▸ **Written request**
Return the material from the line containing "If you could mark the bus wheel in" through the end of the material as a JSON array of strings, one string per line, with blank lines omitted.

▸ **Material shown**

================================

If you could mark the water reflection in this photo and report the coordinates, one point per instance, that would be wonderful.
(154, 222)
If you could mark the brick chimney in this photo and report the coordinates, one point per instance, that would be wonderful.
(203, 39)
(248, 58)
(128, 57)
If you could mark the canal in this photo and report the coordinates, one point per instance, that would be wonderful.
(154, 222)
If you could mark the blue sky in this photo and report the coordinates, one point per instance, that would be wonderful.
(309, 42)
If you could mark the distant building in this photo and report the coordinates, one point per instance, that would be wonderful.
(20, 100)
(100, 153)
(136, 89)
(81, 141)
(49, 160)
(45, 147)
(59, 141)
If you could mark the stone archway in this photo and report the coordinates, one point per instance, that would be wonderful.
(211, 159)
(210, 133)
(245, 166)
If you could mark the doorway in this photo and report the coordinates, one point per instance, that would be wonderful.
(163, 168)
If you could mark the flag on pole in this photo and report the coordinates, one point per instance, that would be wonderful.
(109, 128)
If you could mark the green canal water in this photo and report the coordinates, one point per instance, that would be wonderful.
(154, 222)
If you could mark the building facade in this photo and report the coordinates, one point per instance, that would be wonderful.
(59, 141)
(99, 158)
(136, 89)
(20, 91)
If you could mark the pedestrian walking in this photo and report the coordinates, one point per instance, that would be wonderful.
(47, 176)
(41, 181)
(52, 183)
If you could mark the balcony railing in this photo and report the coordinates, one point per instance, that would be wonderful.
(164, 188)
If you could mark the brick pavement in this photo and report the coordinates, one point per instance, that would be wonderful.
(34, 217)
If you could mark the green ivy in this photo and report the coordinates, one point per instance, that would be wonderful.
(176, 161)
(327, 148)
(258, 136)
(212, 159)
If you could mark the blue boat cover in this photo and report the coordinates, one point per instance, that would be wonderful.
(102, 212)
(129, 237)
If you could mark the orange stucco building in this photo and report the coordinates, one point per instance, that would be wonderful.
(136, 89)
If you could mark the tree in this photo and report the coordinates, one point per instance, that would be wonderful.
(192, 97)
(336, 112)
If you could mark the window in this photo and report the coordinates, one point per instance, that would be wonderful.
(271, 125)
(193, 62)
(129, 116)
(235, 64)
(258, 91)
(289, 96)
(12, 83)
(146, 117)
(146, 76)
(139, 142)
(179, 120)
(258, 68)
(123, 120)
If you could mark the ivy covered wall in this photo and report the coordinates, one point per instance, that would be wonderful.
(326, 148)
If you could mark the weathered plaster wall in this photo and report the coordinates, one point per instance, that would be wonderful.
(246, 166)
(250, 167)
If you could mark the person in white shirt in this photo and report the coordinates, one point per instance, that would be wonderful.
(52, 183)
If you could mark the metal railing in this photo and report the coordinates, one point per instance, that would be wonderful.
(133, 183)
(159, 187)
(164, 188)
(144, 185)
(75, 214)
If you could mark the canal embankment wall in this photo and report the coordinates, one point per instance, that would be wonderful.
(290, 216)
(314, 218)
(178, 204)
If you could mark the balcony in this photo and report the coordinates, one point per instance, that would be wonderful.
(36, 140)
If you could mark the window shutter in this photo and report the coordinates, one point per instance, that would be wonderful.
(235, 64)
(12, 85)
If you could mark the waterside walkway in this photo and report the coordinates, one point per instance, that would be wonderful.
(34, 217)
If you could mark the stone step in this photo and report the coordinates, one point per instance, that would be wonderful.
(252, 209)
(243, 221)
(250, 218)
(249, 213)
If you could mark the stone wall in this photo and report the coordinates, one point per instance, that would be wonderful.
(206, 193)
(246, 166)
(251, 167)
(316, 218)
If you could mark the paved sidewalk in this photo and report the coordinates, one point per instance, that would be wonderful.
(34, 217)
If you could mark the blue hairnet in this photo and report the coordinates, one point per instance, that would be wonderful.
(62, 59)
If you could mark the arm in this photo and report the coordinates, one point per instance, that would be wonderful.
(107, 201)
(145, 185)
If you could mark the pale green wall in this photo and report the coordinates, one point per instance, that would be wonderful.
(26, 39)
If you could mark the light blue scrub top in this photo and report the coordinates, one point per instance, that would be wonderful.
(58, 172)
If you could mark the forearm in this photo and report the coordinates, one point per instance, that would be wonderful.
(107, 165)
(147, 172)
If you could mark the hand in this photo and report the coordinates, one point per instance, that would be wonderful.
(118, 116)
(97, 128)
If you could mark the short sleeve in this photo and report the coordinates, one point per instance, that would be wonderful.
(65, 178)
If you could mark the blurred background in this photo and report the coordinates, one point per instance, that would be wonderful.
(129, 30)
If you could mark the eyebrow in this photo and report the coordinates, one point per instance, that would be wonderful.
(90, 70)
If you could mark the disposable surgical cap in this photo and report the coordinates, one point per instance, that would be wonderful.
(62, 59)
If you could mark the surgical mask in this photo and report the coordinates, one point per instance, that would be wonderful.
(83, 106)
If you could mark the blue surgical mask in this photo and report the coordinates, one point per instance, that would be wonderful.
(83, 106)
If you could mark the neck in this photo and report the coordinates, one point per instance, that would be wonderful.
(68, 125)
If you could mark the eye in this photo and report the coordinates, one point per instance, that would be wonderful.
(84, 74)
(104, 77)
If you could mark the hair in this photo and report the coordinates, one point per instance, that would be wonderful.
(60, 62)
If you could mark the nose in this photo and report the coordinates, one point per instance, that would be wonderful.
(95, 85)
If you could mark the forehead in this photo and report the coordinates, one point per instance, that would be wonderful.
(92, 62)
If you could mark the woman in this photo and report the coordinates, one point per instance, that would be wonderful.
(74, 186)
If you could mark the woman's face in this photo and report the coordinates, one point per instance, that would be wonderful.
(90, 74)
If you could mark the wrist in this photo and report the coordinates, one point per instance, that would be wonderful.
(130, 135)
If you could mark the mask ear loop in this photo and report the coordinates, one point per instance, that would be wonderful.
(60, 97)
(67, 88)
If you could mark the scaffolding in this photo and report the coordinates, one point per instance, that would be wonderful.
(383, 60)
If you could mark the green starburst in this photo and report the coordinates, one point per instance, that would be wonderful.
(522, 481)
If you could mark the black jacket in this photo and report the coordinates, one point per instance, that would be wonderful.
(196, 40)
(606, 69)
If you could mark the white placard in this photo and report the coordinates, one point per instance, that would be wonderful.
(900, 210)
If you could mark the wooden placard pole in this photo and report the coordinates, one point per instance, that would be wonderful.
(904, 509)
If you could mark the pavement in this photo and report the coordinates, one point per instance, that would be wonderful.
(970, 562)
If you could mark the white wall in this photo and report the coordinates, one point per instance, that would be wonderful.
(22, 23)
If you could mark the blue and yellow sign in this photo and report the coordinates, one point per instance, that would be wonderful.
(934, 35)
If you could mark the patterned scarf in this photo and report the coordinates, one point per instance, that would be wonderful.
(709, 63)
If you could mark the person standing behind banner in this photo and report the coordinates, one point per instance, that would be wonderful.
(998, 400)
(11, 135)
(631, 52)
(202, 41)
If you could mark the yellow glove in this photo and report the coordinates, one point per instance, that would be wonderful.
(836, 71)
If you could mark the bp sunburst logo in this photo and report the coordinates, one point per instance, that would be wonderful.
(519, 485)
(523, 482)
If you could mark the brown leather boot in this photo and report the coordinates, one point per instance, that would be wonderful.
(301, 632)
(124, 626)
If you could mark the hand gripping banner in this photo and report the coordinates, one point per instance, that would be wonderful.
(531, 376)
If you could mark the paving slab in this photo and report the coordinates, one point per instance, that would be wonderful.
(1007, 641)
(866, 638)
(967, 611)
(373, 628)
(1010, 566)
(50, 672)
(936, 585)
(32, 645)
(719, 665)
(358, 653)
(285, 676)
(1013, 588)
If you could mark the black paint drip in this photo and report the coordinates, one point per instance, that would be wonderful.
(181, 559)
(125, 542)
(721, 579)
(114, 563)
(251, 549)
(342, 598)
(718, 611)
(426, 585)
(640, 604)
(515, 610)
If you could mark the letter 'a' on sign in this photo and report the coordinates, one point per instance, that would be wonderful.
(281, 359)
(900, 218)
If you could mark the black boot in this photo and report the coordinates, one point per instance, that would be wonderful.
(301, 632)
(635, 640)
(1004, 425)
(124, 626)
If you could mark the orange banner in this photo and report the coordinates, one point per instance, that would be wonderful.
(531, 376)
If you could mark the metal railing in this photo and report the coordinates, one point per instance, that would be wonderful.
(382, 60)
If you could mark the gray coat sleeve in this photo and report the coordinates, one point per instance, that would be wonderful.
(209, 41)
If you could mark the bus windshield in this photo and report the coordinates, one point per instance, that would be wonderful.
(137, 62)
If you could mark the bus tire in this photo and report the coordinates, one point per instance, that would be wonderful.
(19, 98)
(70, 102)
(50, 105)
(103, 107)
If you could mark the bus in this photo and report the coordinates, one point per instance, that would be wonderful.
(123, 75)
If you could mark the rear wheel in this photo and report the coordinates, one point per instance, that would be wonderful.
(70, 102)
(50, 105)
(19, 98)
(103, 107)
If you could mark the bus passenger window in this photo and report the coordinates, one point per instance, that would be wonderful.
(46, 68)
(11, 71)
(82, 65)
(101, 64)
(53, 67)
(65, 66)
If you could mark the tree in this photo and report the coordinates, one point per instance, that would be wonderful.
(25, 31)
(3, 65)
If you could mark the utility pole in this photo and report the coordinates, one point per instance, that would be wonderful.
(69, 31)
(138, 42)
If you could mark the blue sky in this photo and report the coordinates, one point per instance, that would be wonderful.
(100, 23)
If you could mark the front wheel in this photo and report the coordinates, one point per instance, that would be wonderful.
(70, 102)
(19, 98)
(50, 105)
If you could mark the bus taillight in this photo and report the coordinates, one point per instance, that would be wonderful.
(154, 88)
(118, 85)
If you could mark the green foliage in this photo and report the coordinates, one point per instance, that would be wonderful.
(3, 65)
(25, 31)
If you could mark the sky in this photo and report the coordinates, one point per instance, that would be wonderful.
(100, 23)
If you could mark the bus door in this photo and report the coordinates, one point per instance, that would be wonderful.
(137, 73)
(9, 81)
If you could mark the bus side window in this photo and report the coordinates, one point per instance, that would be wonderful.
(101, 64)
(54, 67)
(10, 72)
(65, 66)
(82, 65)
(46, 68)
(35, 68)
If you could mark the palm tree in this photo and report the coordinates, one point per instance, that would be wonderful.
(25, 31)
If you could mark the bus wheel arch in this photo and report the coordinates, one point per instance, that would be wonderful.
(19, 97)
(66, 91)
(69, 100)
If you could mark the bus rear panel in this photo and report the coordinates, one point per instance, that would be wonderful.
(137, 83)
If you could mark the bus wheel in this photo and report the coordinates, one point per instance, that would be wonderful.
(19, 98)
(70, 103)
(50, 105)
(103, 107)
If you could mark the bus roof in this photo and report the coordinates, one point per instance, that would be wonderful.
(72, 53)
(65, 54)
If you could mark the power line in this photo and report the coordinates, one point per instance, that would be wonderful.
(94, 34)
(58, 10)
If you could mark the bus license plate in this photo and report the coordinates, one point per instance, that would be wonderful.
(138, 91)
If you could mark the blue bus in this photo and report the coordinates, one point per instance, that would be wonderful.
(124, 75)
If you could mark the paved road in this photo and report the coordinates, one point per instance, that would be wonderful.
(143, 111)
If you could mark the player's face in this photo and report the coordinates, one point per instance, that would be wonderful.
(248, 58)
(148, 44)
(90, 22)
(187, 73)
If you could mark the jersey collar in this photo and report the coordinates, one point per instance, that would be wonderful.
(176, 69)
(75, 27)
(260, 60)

================================

▸ **Reply**
[
  "If you could mark the bus wheel in this photo and report the coordinates, one point per instance, that would be wonderful.",
  "(19, 98)",
  "(70, 103)",
  "(50, 105)",
  "(103, 107)",
  "If you could mark the bus roof in this photo and report the coordinates, one point per instance, that would be wonderful.",
  "(72, 53)",
  "(65, 54)",
  "If you could mark the power line in this photo and report the coordinates, one point per instance, that would be wonderful.",
  "(94, 34)",
  "(58, 10)",
  "If you could mark the bus license plate in this photo and report the coordinates, one point per instance, that would be wonderful.",
  "(138, 91)",
  "If you could mark the blue bus in this photo and report the coordinates, one point per instance, that would be wonderful.",
  "(124, 75)",
  "If you could mark the paved road in this photo and report the coordinates, one point per instance, that would be wonderful.",
  "(143, 111)",
  "If you could mark the player's face in this photo and report the coordinates, one point per instance, that would be wonderful.",
  "(248, 58)",
  "(148, 44)",
  "(90, 22)",
  "(187, 73)",
  "If you could mark the jersey collar in this photo and report the coordinates, one point per instance, that would be wonderful.",
  "(176, 69)",
  "(75, 27)",
  "(260, 60)"
]